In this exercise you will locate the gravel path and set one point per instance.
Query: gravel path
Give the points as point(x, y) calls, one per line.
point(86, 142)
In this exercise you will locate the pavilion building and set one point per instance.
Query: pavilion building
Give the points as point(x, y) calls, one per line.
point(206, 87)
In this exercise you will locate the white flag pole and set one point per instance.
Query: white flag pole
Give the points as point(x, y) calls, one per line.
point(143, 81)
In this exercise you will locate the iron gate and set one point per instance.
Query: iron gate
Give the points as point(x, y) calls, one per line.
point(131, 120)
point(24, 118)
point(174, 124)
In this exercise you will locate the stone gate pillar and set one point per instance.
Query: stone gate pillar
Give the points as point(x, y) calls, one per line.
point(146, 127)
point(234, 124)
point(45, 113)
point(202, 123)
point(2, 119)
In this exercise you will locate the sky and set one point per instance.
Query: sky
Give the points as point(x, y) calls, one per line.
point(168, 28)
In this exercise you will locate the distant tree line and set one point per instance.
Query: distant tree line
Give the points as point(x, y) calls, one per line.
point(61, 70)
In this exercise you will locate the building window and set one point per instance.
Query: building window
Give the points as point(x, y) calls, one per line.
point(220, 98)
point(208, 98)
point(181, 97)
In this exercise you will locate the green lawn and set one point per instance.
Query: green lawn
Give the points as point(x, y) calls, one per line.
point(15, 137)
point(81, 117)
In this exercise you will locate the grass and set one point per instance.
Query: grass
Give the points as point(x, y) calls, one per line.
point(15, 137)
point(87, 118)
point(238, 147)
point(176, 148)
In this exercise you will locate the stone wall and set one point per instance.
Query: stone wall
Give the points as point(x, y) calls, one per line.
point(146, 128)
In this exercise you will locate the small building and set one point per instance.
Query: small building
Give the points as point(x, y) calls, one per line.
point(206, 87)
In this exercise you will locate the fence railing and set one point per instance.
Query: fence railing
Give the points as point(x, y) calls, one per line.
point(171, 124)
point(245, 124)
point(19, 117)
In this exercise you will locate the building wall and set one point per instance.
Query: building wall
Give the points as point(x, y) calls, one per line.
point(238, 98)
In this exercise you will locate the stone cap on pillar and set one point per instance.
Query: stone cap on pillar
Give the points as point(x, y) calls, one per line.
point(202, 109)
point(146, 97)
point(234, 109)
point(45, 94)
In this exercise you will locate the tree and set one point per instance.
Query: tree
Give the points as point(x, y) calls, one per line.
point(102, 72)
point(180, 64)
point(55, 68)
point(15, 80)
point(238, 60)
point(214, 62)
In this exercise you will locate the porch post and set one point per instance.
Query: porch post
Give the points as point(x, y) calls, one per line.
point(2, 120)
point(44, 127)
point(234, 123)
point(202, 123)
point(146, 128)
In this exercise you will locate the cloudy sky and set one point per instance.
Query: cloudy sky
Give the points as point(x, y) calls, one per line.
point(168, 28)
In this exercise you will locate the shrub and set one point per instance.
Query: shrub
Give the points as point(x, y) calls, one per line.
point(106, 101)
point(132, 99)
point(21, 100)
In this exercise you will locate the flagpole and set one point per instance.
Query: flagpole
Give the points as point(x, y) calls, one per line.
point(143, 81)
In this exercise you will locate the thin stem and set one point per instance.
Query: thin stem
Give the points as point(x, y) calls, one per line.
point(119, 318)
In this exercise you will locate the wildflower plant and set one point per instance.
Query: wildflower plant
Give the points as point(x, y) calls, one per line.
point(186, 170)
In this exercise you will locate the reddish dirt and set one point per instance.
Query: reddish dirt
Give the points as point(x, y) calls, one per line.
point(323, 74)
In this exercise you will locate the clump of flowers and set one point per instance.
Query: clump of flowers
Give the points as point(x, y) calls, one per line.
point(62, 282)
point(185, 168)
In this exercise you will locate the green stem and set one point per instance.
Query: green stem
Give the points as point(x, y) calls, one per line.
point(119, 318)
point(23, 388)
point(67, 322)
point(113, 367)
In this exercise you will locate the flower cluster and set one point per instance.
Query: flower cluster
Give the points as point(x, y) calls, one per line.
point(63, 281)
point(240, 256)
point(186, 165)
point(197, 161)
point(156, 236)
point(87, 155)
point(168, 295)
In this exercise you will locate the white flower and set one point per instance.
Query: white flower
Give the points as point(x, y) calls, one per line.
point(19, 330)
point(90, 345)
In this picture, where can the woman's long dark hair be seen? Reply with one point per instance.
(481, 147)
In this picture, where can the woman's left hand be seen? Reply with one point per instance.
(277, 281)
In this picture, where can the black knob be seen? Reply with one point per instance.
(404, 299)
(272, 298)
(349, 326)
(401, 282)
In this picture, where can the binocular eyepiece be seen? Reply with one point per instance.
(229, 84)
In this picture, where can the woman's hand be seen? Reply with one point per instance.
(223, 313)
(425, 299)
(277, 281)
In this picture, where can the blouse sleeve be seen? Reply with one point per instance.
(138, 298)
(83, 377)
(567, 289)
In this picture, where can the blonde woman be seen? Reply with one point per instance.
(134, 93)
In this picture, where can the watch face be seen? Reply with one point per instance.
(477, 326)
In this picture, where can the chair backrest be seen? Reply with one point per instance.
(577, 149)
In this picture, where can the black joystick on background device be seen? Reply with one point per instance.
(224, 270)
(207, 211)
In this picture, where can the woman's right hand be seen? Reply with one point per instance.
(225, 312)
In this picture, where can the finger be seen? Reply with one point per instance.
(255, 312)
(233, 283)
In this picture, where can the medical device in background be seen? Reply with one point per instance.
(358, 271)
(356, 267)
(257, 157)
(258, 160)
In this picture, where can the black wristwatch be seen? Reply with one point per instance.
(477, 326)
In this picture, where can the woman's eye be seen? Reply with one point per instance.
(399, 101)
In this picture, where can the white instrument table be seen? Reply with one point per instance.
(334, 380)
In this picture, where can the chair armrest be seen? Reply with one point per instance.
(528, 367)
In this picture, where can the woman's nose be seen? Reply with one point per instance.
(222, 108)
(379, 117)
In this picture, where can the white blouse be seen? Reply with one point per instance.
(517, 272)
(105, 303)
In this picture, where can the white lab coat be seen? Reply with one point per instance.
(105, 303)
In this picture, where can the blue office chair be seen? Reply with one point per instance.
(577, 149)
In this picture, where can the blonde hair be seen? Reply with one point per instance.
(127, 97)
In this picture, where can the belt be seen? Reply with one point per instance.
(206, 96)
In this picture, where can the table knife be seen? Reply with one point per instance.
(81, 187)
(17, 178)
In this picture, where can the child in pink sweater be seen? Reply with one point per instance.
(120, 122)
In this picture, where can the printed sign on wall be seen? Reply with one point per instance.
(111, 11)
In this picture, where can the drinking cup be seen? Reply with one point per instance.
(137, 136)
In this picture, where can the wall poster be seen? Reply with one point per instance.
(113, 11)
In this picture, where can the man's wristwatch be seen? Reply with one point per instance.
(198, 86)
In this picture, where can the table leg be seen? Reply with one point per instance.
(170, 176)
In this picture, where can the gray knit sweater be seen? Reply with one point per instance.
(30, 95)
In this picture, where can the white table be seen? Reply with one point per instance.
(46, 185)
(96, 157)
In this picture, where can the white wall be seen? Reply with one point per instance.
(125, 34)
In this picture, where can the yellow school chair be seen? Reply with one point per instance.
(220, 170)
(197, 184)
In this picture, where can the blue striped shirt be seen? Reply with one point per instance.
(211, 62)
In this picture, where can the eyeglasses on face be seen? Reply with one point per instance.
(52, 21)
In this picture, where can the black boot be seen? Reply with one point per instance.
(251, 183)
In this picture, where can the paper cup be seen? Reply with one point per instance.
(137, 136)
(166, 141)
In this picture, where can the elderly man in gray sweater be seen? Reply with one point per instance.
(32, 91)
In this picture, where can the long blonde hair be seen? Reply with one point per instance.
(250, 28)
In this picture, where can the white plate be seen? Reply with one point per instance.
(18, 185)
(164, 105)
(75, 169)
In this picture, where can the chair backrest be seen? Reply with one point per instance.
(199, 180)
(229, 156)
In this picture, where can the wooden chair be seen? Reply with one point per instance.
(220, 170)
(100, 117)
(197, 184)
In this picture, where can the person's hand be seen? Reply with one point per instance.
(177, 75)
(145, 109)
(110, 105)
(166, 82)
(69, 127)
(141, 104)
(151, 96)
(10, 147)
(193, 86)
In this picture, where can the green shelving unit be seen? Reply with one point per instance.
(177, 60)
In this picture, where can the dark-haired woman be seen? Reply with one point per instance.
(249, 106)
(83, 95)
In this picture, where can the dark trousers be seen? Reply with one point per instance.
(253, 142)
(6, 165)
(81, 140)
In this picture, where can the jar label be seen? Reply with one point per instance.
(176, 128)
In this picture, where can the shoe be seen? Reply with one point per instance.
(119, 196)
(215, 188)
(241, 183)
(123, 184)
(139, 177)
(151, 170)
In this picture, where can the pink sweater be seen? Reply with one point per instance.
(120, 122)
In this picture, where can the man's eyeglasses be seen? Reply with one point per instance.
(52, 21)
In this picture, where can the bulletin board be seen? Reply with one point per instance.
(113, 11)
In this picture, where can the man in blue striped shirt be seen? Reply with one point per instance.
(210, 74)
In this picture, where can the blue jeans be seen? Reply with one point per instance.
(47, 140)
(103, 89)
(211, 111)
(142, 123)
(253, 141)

◆ What to produce
Reproduce the listing from the line containing "In this exercise you will locate the building wall" down to the line containing "point(214, 62)", both ends included, keeping the requests as they are. Multiply every coordinate in the point answers by 0.65 and round each result to a whole number, rounding halves up.

◆ Output for this exercise
In this exercise you will locate the building wall and set one point per instance.
Query: building wall
Give the points as point(x, y) calls, one per line.
point(155, 64)
In this exercise you will locate the stone cap on pillar and set one point per instance.
Query: stone cap on pillar
Give the points as point(x, y) calls, one per line.
point(131, 71)
point(95, 63)
point(152, 71)
point(29, 61)
In this exercise you will locate the tree and set one point per instance.
Query: tree
Give the points as point(x, y) calls, one per line.
point(66, 47)
point(117, 42)
point(36, 44)
point(10, 52)
point(155, 39)
point(139, 40)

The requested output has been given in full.